Set task: Nothing other than the lines from the one containing "the berry topping." through the close of the entries below should be printed, each exactly.

Dataset:
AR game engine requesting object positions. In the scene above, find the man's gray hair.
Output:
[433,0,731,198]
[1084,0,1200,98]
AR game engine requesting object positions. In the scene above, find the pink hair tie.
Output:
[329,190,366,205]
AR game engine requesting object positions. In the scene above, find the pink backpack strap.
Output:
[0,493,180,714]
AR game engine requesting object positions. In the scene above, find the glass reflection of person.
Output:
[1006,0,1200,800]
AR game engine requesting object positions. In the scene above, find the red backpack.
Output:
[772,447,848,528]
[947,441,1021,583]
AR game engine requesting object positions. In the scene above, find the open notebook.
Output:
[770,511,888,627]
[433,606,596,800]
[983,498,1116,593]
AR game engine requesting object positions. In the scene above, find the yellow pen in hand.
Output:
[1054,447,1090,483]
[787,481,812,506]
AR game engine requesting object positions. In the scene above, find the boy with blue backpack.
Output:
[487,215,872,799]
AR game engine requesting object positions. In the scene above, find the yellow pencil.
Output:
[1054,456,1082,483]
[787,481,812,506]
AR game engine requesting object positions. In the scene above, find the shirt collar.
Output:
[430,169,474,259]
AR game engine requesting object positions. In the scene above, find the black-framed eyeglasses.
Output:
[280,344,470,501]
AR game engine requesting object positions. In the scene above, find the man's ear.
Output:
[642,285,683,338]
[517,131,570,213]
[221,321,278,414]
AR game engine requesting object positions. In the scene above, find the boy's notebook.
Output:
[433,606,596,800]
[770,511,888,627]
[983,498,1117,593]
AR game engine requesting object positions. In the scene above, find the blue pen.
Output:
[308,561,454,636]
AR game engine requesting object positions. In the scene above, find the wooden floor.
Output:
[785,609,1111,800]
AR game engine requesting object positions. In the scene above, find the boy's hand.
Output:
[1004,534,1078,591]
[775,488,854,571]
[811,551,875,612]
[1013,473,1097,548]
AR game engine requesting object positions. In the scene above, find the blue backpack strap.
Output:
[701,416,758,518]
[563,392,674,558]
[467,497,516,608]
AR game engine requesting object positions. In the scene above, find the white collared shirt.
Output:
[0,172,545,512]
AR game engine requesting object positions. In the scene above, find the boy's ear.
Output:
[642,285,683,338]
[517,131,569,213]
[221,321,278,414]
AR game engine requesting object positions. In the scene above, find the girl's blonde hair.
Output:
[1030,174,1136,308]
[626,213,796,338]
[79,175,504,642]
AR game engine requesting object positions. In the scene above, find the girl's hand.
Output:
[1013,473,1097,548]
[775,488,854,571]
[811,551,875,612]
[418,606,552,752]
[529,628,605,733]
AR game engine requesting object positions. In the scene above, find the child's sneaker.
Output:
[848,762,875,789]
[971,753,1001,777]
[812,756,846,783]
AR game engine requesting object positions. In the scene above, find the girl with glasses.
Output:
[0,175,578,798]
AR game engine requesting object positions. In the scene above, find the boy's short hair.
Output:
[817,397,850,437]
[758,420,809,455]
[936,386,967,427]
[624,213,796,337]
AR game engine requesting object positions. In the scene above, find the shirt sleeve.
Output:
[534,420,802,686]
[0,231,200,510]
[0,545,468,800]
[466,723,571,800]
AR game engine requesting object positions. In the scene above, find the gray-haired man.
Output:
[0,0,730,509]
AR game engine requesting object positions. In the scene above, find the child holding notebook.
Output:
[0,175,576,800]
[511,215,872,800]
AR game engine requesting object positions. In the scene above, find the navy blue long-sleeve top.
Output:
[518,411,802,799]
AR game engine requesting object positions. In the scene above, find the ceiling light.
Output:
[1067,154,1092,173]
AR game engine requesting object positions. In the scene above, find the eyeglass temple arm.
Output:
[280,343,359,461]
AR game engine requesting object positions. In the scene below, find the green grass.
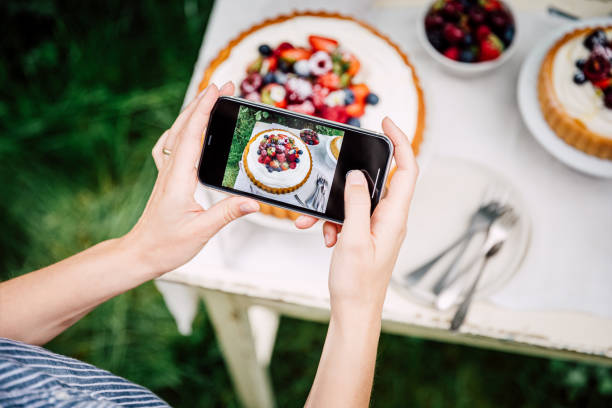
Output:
[0,0,612,407]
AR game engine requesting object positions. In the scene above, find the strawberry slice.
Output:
[317,72,340,89]
[308,35,338,54]
[346,54,361,76]
[349,84,370,103]
[280,48,312,63]
[346,102,365,118]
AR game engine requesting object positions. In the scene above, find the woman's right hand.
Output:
[296,118,418,318]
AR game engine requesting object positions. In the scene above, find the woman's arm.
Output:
[304,118,418,407]
[0,83,259,344]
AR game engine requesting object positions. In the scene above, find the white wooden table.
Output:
[157,0,612,407]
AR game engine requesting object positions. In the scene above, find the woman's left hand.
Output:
[121,82,259,277]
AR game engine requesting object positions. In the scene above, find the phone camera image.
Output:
[222,105,344,214]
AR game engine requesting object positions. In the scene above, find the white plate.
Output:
[517,18,612,177]
[392,157,530,305]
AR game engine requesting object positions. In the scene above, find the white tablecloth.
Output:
[163,0,612,330]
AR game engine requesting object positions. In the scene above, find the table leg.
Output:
[202,290,278,408]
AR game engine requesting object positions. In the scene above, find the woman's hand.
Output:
[304,118,417,407]
[121,82,259,277]
[296,118,418,313]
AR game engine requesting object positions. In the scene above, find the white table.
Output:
[157,0,612,407]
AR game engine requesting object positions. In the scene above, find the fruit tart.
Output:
[199,11,425,218]
[242,129,312,194]
[538,26,612,159]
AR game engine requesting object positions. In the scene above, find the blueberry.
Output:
[263,72,276,85]
[293,60,310,77]
[427,30,445,51]
[459,48,476,62]
[463,33,474,45]
[278,59,291,73]
[344,89,355,105]
[574,71,586,85]
[259,44,272,57]
[366,92,378,105]
[604,88,612,109]
[502,27,514,47]
[583,29,608,50]
[346,118,361,127]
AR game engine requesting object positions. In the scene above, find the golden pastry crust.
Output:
[242,129,312,195]
[199,11,425,220]
[538,26,612,159]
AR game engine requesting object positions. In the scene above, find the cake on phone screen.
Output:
[222,105,344,213]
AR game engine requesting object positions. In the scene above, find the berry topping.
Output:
[279,48,311,64]
[424,0,516,63]
[308,35,338,54]
[240,72,263,95]
[285,77,312,103]
[274,42,293,57]
[366,92,378,105]
[308,51,333,76]
[443,47,459,61]
[583,28,608,50]
[259,44,272,57]
[298,129,319,146]
[574,71,587,85]
[346,102,365,117]
[293,60,310,77]
[582,53,610,82]
[240,36,378,122]
[480,34,504,61]
[317,72,340,89]
[443,23,463,44]
[346,118,361,127]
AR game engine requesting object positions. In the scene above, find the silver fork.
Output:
[403,186,508,288]
[436,210,518,312]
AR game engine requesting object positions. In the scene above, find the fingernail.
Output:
[240,201,259,214]
[346,170,365,186]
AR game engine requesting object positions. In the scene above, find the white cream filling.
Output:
[552,29,612,138]
[206,16,418,139]
[247,130,310,188]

Result of this task:
AR game engine requesting object positions. In the scene above, find the berry topping.
Output:
[279,48,311,64]
[424,0,516,63]
[308,35,338,54]
[240,72,263,95]
[285,77,312,103]
[274,42,293,57]
[366,92,378,105]
[308,51,333,76]
[443,47,459,61]
[583,28,608,50]
[259,44,272,57]
[298,129,319,146]
[574,71,587,85]
[346,102,365,117]
[293,60,310,77]
[582,53,610,82]
[240,36,378,122]
[480,34,504,61]
[317,72,340,89]
[443,23,463,44]
[346,118,361,127]
AR game engine requesting object positions. In the scene above, find the silver fork.
Output:
[403,186,508,288]
[436,210,518,312]
AR game engine requesting object positions. In the scene above, find the fingernail.
Output:
[240,201,259,214]
[346,170,365,186]
AR game engine requesting object positions. In the scene above, find the white cream filling.
Output:
[552,29,612,138]
[206,16,418,139]
[247,130,310,188]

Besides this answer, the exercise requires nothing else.